▶ Written exercise
Please count the lines below that contain the string "yellow", treating uppercase and lowercase as different. Reply with the number alone.
· · · · ·
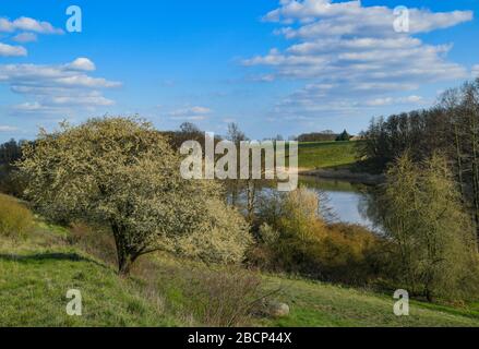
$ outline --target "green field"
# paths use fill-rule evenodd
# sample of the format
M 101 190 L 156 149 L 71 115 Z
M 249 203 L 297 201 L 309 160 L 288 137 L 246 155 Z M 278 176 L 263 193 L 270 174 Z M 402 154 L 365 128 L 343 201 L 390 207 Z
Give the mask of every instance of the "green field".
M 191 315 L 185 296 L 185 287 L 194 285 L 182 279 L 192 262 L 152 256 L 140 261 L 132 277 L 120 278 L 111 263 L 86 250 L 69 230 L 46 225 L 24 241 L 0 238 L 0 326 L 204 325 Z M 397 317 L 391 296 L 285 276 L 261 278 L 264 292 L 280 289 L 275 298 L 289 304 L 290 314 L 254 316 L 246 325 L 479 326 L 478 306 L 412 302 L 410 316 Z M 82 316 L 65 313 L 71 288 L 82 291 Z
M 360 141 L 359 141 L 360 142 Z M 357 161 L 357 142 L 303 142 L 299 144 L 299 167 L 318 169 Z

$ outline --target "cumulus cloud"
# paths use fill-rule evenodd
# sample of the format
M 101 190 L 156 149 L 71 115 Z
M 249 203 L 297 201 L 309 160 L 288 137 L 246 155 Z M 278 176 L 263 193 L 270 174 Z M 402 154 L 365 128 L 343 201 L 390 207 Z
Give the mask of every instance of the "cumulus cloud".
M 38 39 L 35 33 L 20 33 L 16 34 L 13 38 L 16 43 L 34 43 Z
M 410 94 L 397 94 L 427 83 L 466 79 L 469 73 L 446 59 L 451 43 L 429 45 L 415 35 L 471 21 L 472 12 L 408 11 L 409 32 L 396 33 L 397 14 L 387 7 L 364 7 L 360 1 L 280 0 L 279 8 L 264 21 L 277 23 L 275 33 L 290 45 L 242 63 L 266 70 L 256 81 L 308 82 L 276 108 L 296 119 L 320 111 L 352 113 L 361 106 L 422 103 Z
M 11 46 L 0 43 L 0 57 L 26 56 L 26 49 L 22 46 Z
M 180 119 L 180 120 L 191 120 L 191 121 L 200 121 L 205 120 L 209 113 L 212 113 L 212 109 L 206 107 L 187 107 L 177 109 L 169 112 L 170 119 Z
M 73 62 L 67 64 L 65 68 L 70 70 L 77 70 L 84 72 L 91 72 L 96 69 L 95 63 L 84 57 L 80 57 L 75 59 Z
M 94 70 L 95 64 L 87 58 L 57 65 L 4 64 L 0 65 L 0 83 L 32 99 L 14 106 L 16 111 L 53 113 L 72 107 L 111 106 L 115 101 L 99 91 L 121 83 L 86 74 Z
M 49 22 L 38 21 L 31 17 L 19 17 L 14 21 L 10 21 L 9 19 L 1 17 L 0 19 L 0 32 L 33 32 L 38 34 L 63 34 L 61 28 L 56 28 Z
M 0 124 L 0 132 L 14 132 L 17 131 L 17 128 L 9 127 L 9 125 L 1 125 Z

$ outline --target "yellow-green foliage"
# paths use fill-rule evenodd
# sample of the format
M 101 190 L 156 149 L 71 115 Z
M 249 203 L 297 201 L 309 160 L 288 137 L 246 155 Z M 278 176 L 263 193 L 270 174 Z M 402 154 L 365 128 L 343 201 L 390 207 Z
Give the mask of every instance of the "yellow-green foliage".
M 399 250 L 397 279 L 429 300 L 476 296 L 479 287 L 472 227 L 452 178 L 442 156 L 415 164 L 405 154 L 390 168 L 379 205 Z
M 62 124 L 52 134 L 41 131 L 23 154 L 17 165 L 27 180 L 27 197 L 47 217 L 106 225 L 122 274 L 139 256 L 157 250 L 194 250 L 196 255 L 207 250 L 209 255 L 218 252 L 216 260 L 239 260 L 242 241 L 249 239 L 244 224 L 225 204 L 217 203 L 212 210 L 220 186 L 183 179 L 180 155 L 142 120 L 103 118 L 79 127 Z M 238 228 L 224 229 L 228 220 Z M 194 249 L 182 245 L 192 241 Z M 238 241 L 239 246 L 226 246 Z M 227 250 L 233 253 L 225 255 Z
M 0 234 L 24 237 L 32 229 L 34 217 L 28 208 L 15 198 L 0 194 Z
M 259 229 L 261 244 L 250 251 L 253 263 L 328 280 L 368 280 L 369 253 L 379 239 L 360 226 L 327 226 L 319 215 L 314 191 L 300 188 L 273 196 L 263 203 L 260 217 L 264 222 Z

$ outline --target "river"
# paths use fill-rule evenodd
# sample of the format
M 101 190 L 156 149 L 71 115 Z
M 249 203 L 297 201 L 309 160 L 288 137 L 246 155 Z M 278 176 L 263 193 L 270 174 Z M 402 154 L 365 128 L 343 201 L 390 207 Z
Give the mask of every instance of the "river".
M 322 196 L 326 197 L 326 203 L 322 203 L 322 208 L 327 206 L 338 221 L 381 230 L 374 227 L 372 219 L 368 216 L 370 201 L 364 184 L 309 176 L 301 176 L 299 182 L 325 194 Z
· · · · ·
▶ Exercise response
2